The records below are to be written out exactly, with every picture omitted.

[Recorded data]
-.-.-
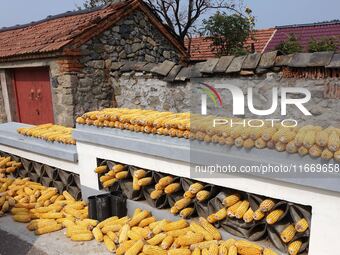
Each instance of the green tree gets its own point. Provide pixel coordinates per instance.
(228, 32)
(181, 16)
(322, 44)
(290, 45)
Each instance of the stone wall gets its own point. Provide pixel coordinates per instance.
(131, 39)
(133, 91)
(151, 93)
(3, 117)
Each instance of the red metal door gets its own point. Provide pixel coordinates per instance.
(33, 95)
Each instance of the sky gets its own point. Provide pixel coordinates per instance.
(268, 13)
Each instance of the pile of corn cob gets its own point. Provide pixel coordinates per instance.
(313, 140)
(137, 120)
(235, 208)
(43, 208)
(111, 176)
(142, 233)
(8, 166)
(50, 133)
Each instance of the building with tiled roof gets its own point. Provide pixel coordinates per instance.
(201, 47)
(305, 32)
(60, 67)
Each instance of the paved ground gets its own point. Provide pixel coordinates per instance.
(12, 245)
(15, 239)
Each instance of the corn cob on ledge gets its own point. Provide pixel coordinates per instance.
(316, 141)
(45, 211)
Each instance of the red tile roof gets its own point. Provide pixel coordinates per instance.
-.-.-
● RESULT OF THE EXERCISE
Each instance of the green tree gets its own point. Provide pixel coordinates per instance.
(228, 32)
(181, 16)
(322, 44)
(290, 45)
Each instance of the stone wall gets its own point. Provide pixel coordinates per instance.
(131, 39)
(133, 91)
(151, 93)
(3, 117)
Each instance of the red metal door gets its own point. Provide pixel coordinates per instance.
(33, 95)
Each instance of the sky gets its own point. Provide pixel coordinates per instance.
(268, 13)
Each instance of the pile of corn cob gets its own point. Provide pixel coordinates per instance.
(313, 140)
(137, 120)
(235, 208)
(43, 208)
(111, 176)
(142, 233)
(8, 166)
(50, 133)
Each instance of the building with tiled roof gets its own point. Provide pixel coordinates per instance.
(201, 47)
(305, 32)
(60, 67)
Each instance of the paved ground gets its own point. Provide pixel coordinates per instance.
(12, 245)
(15, 239)
Each instance of the corn cob on ledge gets its own point. Provide pixel coordinates per instance.
(316, 141)
(45, 211)
Each instance of the red tile roof gets its own point. Provide pixel coordinates per instance.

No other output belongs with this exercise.